━━ Record excerpts
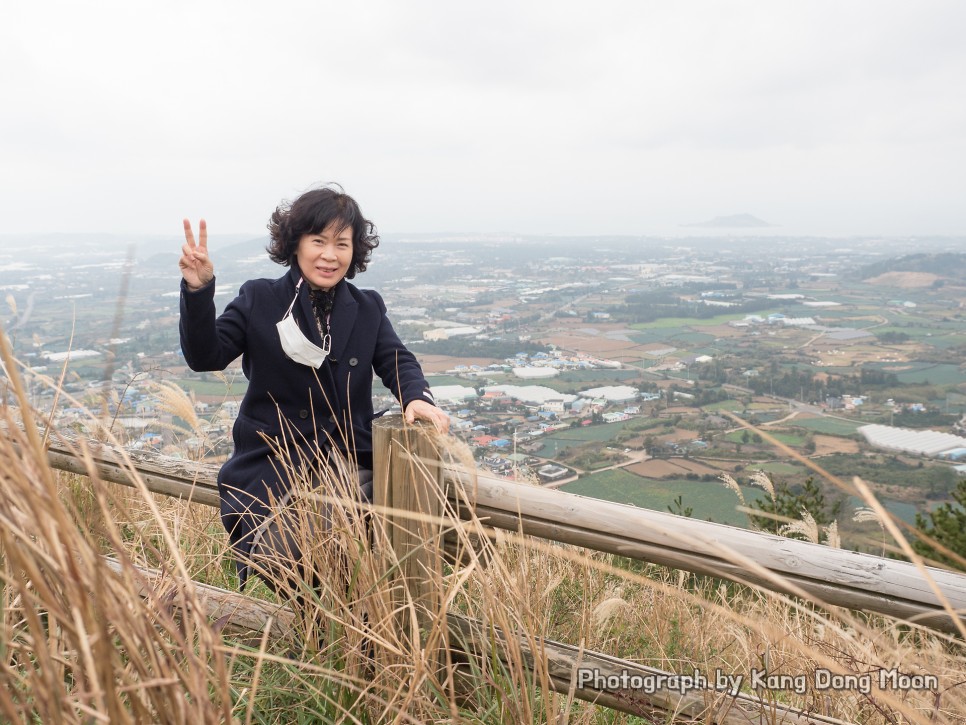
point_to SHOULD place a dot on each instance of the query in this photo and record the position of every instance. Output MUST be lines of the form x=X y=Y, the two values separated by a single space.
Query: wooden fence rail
x=834 y=577
x=829 y=576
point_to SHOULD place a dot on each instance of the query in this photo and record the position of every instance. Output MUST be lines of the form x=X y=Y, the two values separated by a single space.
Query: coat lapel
x=343 y=318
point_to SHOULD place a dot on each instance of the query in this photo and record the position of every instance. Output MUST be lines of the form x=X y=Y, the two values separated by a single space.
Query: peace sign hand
x=196 y=267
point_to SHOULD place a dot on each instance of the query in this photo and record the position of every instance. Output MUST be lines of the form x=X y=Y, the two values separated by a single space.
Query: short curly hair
x=311 y=213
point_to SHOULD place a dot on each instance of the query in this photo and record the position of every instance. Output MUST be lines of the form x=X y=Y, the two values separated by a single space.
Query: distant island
x=734 y=221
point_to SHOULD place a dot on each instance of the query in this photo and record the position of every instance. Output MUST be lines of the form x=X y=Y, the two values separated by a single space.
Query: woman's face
x=324 y=258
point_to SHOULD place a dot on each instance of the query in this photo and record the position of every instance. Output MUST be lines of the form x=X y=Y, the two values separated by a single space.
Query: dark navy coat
x=295 y=405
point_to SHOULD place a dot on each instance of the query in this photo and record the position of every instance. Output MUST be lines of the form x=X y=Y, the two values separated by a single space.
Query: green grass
x=564 y=439
x=777 y=467
x=690 y=339
x=828 y=426
x=710 y=500
x=732 y=405
x=789 y=439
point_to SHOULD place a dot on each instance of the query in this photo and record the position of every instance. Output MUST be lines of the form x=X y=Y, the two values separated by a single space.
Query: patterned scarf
x=322 y=302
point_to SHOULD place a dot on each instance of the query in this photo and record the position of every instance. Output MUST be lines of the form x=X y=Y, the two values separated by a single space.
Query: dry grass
x=82 y=643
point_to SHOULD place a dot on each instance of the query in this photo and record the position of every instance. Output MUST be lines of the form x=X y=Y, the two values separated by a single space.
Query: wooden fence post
x=408 y=484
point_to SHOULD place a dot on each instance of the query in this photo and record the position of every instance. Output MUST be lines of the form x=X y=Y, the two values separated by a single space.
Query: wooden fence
x=826 y=576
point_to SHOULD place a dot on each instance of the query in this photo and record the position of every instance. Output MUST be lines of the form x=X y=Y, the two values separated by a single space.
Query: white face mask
x=296 y=345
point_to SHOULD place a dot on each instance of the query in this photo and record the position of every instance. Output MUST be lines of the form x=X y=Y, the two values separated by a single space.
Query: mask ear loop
x=288 y=312
x=326 y=339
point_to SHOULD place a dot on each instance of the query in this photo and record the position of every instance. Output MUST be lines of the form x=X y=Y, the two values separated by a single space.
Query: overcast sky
x=555 y=117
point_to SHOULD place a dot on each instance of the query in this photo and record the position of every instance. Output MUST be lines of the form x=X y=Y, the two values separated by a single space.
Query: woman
x=309 y=343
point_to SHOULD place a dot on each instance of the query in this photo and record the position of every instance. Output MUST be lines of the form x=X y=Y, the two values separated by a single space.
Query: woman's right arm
x=196 y=267
x=208 y=344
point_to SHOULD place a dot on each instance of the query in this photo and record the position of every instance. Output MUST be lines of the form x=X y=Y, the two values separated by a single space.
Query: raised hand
x=196 y=267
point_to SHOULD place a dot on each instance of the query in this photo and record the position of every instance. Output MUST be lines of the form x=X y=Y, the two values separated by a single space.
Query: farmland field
x=709 y=500
x=830 y=426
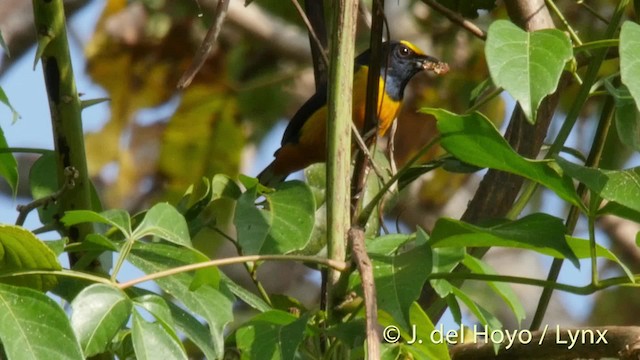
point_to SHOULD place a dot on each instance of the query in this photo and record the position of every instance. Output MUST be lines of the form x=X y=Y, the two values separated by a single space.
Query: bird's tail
x=270 y=177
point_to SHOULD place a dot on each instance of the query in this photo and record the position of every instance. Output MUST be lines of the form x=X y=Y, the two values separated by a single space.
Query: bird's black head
x=403 y=61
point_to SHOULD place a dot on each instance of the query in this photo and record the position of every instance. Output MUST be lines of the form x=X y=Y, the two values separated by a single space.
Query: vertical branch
x=315 y=13
x=339 y=136
x=371 y=107
x=65 y=107
x=498 y=190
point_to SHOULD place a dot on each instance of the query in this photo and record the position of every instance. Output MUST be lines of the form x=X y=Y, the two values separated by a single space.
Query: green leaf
x=165 y=222
x=416 y=340
x=503 y=290
x=626 y=115
x=284 y=226
x=469 y=8
x=388 y=244
x=187 y=324
x=612 y=208
x=540 y=232
x=214 y=305
x=4 y=46
x=8 y=163
x=621 y=186
x=475 y=140
x=43 y=184
x=399 y=280
x=245 y=295
x=117 y=218
x=97 y=314
x=5 y=100
x=33 y=326
x=526 y=64
x=630 y=58
x=21 y=250
x=445 y=260
x=184 y=321
x=273 y=334
x=582 y=249
x=224 y=186
x=483 y=315
x=158 y=307
x=152 y=341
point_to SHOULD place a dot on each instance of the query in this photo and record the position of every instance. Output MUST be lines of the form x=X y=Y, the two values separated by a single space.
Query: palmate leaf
x=475 y=140
x=283 y=227
x=422 y=329
x=548 y=237
x=621 y=186
x=23 y=331
x=97 y=314
x=21 y=250
x=273 y=334
x=165 y=222
x=399 y=280
x=526 y=64
x=152 y=341
x=630 y=58
x=626 y=116
x=503 y=290
x=214 y=305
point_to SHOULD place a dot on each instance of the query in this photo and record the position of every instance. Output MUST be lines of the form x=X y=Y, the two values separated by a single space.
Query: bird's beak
x=433 y=64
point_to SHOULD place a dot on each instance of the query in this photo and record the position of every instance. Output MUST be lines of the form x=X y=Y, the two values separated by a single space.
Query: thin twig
x=334 y=264
x=593 y=12
x=71 y=174
x=206 y=46
x=251 y=270
x=363 y=262
x=360 y=141
x=457 y=18
x=552 y=5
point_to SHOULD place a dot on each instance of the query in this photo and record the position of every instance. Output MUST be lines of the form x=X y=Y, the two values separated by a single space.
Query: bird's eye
x=404 y=51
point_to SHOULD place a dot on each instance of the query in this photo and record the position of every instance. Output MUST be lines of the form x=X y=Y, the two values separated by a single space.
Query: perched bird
x=304 y=140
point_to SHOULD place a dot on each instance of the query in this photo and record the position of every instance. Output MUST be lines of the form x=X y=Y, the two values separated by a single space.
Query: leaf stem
x=370 y=207
x=334 y=264
x=564 y=21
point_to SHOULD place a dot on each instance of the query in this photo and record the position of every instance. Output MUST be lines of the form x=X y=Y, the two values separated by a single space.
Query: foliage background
x=150 y=142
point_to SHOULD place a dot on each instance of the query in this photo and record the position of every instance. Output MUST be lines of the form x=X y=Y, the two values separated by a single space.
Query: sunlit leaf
x=475 y=140
x=34 y=326
x=621 y=186
x=214 y=305
x=271 y=335
x=582 y=249
x=4 y=46
x=152 y=341
x=21 y=250
x=97 y=314
x=503 y=290
x=115 y=217
x=285 y=225
x=527 y=64
x=469 y=8
x=626 y=115
x=399 y=280
x=416 y=339
x=165 y=222
x=548 y=237
x=630 y=58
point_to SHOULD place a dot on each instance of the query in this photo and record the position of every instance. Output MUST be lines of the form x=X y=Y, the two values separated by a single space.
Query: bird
x=304 y=139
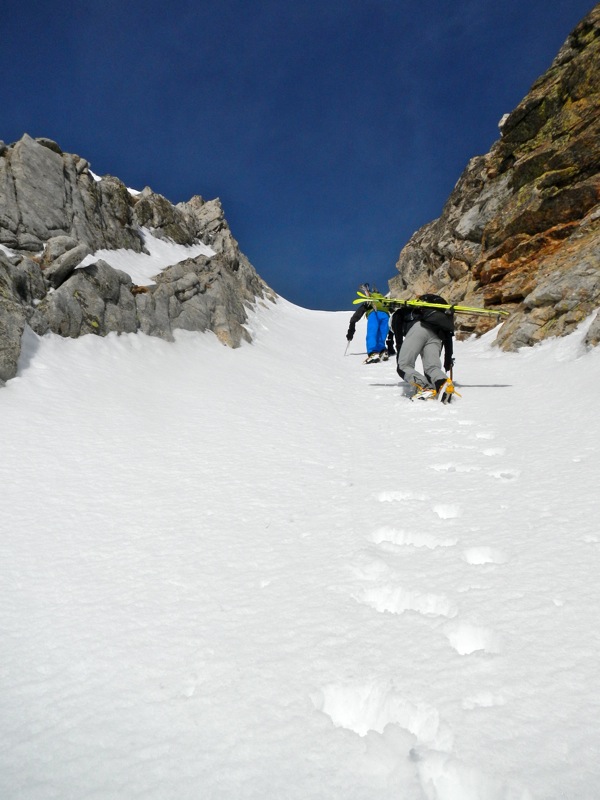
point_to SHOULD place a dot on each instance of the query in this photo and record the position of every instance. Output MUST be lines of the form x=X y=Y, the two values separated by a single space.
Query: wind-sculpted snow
x=265 y=573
━━━━
# Aim of the task
Each record above should be copied character for character, with pictures dropped.

# Exercise output
point_to SHOULD place a dot on each instance of the query in this photo and record the position of every instance. Output MUST be lines of the form x=X y=Y, the two values separated by a single space.
Query: wooden fence rail
x=834 y=577
x=829 y=576
point_to SHOULD place a dot on each instance of the query in this photo and record the position of every instance. Output MUST be lines of the form x=X y=Y, the two values separated by a single space.
Query: coat lapel
x=343 y=318
point_to SHOULD place a dot on each instance of the query in this photo and record the position of every instance. Output MUST be lines of the form x=X y=Y, the two values separated by a single space.
Query: peace sign hand
x=196 y=267
point_to SHOULD place a dot on each instance of the query in this photo and record the position of every instance. Output MUST be lines of the form x=X y=Y, the two values separated by a single space.
Query: short curly hair
x=311 y=213
point_to SHOULD place a dot on each instance of the query in this photo and record the position of every instance. Output MUST be lines of the form x=X y=Y, the two values separated by a single space.
Query: distant island
x=734 y=221
point_to SHOULD place a dot on each instance of the query in this photo and record the position of every instance. Output MUST be lines of the form x=X y=Y, the two values separated by a single space.
Query: woman's face
x=324 y=258
point_to SHOULD place a dot on each instance of the query in this photo and record the position of every instance. Output MUST be lines of the form x=X y=Y, the two values separated by a single space.
Query: dark navy coat
x=295 y=405
point_to SHOULD place a dot on each instance of the query in this photo and record the position of every instance. Output MUST be lines of the form x=X y=Y, the two values separated by a single space.
Query: green grass
x=564 y=439
x=777 y=467
x=690 y=339
x=828 y=426
x=710 y=500
x=732 y=405
x=789 y=439
point_to SHOULD place a dot on each instance of the query in this photo and record the position of every instance. Output MUST be lines of the form x=X y=Y, the two values separated by a single space.
Query: patterned scarf
x=322 y=302
point_to SHOULD place a dot on each instance of the query in this photo and record the position of every instance. Output MUST be lines of the form x=X y=Y, the two values separated by a single space.
Query: dry grass
x=82 y=643
point_to SHOULD place a dot on each instance of the query in this photo and record the position of every instance. Output MUST be lines of the form x=X y=Y, the two values separated by a single space.
Query: wooden fence post
x=408 y=484
point_to SHOULD place a dot on each instance of the query in this photo and record the position of every instance. Output MUST be lines of the form x=X y=Y, the two values separated by a single space.
Query: wooden fence
x=826 y=576
point_to SHOULD place a dot on each instance of the query in this photo and record the position of every instance. Output MUST be lines of the form x=X y=Y, the two values separated by a single space.
Query: white face mask
x=296 y=345
point_to SHOULD place a dot on each instance of the query in this photo and record the position of every instance. Output MUST be lines of the form x=X y=Y, the two values separated by a single space.
Query: mask ear loop
x=288 y=312
x=326 y=339
point_to SHOULD place a dot on each instance of the query in this photo and record the position of every instance. Output MUST be lines of the form x=X y=Y, the two values separated by a single space.
Query: overcast sky
x=555 y=117
point_to SHOULD place a dot on each instance of the query in this photo and record the position of every instance. Output MUST be lines of the form x=X y=Y, the two values separated by a single space.
Query: woman
x=309 y=343
point_to SHOULD place a dot on each instance of the query in this photo and record the position of every instance. Output MUST be lines of the form x=X y=Y, the two values separated by a single space.
Query: woman's right arm
x=196 y=267
x=208 y=344
point_to SHOULD place a dot on each instance of the query in this photo and record the position of every instance. Output MUST be lines of the form x=X y=Y, the two values separated by a single space.
Query: raised hand
x=196 y=267
point_to SHOULD place a dot on each instance of the query in this photo and record the position of every instance. Output MUST be lines of the form x=X y=Y, the two values separated by a single space.
Query: farmland field
x=709 y=500
x=830 y=426
point_to SHOULD place a dot on each instance of the query in this photo and record the position of every instance. Output MUST be lines of the form x=X y=Y, the two values separated by a single space.
Query: bird's tail
x=270 y=177
point_to SHOULD place a dot on each instance of the query in this photo and record the position of every instance. Output MUST be lines of the form x=X y=Y, the two values separated by a single space.
Query: bird's black head
x=403 y=61
point_to SHOULD place a dot on each instance of the query in this photo and record the position of every instance. Output MUST be lines of the form x=X y=Y, the two values separated by a single space.
Query: vertical branch
x=315 y=13
x=339 y=136
x=371 y=107
x=65 y=107
x=498 y=190
point_to SHOULD place a dot on each instance of the query in this photo and record the position of every instance. Output MUST be lines of the form x=X y=Y, the two values separated by a single space.
Query: green leaf
x=165 y=222
x=416 y=340
x=503 y=290
x=626 y=115
x=284 y=226
x=469 y=8
x=388 y=244
x=187 y=324
x=612 y=208
x=540 y=232
x=214 y=305
x=4 y=46
x=8 y=163
x=621 y=186
x=475 y=140
x=43 y=184
x=399 y=280
x=245 y=295
x=117 y=218
x=97 y=314
x=5 y=100
x=33 y=326
x=526 y=64
x=630 y=58
x=21 y=250
x=445 y=260
x=184 y=321
x=273 y=334
x=582 y=249
x=224 y=186
x=483 y=315
x=158 y=307
x=152 y=341
point_to SHOULD place a dot on each instance of the query in this photo and record the position of every instance. Output MUST be lines of the form x=X y=Y, the two values separated by a single space.
Query: palmate leaf
x=475 y=140
x=283 y=227
x=422 y=329
x=548 y=237
x=621 y=186
x=23 y=331
x=97 y=314
x=21 y=250
x=273 y=334
x=165 y=222
x=399 y=280
x=526 y=64
x=152 y=341
x=630 y=58
x=626 y=116
x=503 y=290
x=214 y=305
point_to SHOULD place a dot on each instance of the query in this photo and record the position of every instance. Output MUST be lines of the form x=X y=Y, the two values separated by a single space.
Query: bird's beak
x=433 y=64
point_to SHOULD place a dot on each instance of the query in this photo and record the position of every instance. Output MUST be lines of the form x=X y=Y, the two values separated by a single space.
Query: thin twig
x=334 y=264
x=593 y=12
x=71 y=174
x=206 y=46
x=251 y=270
x=363 y=262
x=360 y=141
x=457 y=18
x=552 y=5
point_to SHOULD place a dot on each instance of the query in this photo and record the position of every instance. Output MUST be lines of the form x=X y=Y, the two values separated by a single space.
Query: bird's eye
x=404 y=51
point_to SHOULD place a dot on each instance of the query in this photo and record the position of every instance. Output MUST be lines of the form x=X y=Y, the two values separated by a single space.
Query: perched bird
x=304 y=140
point_to SHOULD place a dot on each instance of the query in this photo and record the position of every instance. Output MUST be lines of the form x=X y=Y, the two values separated by a single space.
Query: leaf stem
x=370 y=207
x=334 y=264
x=564 y=21
point_to SHOULD place a dot on each instance of the query in this photo and record the position of every instance. Output MUST be lines of the form x=X y=Y, the two values separated by a single space.
Query: foliage background
x=150 y=142
point_to SHOULD place a dot on each instance of the query in this photo and record the position of every instance. Output MUST be lines of the form x=X y=Y, the two values separated by a single space.
Query: sunlit leaf
x=475 y=140
x=34 y=326
x=621 y=186
x=214 y=305
x=271 y=335
x=582 y=249
x=4 y=46
x=152 y=341
x=21 y=250
x=97 y=314
x=503 y=290
x=115 y=217
x=285 y=225
x=527 y=64
x=469 y=8
x=626 y=115
x=399 y=280
x=416 y=339
x=165 y=222
x=548 y=237
x=630 y=58
point_to SHOULD place a dot on each instance of the query in this photo and record the position of every instance. Output MUST be lines of the form x=X y=Y, the two values separated by a single space.
Query: bird
x=304 y=139
point_to SHOULD place a dot on each instance of the query in this photo and record the position of every instance. Output MUST be lines of the form x=X y=Y, the two values separated by a single space.
Query: wind-sculpted snow
x=265 y=573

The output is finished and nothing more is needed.